*Set task a*.
Copy the part of the listing that opens with the line containing "the green stem" and closes with the line containing "column 299, row 514", keeping both end lines and each line word for word.

*Text excerpt*.
---------------

Research output: Contribution to journalJournal article

Published

Journal publication date02/1994
JournalAtmospheric Environment
Journal number4
Volume28
Number of pages9
Pages679-687
Original languageEnglish

Abstract

A model has been developed to describe the temporal behaviour of the concentrations of a pollutant tracer within the urban environment of Barrow-in-Furness, NW England. The tracer used was 137Cs derived primarily from wet deposition, on 3 May 1986, of the radioactive cloud from the Chernobyl reactor accident (28 April 1986). The 137Cs activity deposited during this primary event was supplemented by a small secondary atmospheric deposition input of resuspended activity. The model was validated against the measured temporal behaviour of 137Cs in urban dust for two outdoor reservoirs in which the only observed input of dust and activity was by atmospheric deposition. Further modelling studies on other reservoirs (both outdoors and indoors) confirmed the existence of additional input fluxes of dust and activity; the most significant of these being the mechanical transport of soil and degradation of construction material (outdoors) and the mechanical transport of outdoor dust and soil and incorporation of organic material (indoors). The model enabled estimates of the magnitudes of these additional fluxes to be made and mean dust mass residence times to be calculated (outdoors, 250 ± 110 d; indoors 29 ± 1 d, indicating the length of time that conservative dust-bound pollutants would be expected to remain in urban reservoirs with no secondary inputs following the primary contamination event. These residence times correspond to environmental half-lives of 170 ± 70 d outdoors and 20 ± 1 d indoors, for reservoirs which only receive a single primary input of a contaminant. Where secondary inputs of pollutants occur, such as the atmospheric deposition of resuspended activity or the mechanical transport of contaminated dust indoors, the mean environmental half-lives of the pollutants increase by 50% for outdoor dust reservoirs and over 18-times for indoor reservoirs. This re-contamination of indoor dusts has implications for decontamination programmes in that attention should be paid to reducing outdoor contamination levels to ensure that attempts to reduce the levels of a pollutant indoors by cleaning are effective.

---------------

*Stored records*.
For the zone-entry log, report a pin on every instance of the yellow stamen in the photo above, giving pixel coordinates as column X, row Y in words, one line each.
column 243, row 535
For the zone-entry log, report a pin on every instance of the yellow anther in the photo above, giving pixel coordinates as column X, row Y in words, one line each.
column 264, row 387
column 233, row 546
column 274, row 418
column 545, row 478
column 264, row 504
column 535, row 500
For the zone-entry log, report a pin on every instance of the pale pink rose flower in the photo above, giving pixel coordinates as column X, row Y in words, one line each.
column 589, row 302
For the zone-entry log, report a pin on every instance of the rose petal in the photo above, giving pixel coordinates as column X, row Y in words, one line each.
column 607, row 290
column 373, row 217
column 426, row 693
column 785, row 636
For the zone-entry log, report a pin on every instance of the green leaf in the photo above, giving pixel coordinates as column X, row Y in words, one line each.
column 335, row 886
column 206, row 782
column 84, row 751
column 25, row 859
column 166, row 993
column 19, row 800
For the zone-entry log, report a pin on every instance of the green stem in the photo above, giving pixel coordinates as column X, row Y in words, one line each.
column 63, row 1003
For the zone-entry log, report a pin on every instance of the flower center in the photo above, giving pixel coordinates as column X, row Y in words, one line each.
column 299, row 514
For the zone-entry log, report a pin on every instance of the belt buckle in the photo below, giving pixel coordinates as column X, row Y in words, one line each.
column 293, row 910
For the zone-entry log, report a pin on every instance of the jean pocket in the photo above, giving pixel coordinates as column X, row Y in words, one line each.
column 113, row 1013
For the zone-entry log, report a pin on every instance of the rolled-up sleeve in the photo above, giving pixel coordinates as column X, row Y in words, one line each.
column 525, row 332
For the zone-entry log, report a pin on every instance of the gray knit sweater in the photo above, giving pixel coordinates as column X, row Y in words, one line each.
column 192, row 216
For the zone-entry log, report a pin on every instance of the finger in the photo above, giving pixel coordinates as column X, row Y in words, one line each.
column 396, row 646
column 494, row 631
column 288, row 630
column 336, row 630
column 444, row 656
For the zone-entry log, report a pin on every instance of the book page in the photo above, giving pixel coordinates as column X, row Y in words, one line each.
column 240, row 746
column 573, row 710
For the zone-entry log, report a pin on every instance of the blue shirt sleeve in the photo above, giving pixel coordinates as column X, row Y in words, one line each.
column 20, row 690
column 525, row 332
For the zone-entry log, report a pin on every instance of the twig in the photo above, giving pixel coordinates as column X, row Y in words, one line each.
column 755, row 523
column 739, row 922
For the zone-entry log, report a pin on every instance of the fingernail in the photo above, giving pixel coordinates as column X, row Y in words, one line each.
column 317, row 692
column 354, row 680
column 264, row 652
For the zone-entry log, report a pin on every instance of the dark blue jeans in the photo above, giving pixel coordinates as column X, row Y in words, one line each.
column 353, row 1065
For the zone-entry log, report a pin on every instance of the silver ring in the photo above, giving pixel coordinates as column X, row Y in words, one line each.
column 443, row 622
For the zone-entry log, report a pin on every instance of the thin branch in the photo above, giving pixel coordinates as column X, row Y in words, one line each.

---------------

*Set task b*.
Decide whether each statement agrees with the urban dust abstract, answering yes or no and quoting the deciding words of the abstract exactly.
(i) The 137Cs tracer came mainly from dry deposition.
(ii) The mean dust mass residence time indoors was 29 ± 1 days.
(iii) With secondary inputs, the mean environmental half-lives of pollutants in indoor reservoirs rise by more than 18 times.

*Written answer a*.
For the zone-entry log, report a pin on every instance of the green stem in the photo above, giving pixel coordinates as column X, row Y in words, one line each.
column 63, row 1003
For the zone-entry log, report a pin on every instance of the flower center in the photo above, giving pixel coordinates as column X, row Y in words, one line each.
column 299, row 514

*Written answer b*.
(i) No: "derived primarily from wet deposition"
(ii) Yes: "indoors 29 ± 1 d"
(iii) Yes: "over 18-times for indoor reservoirs"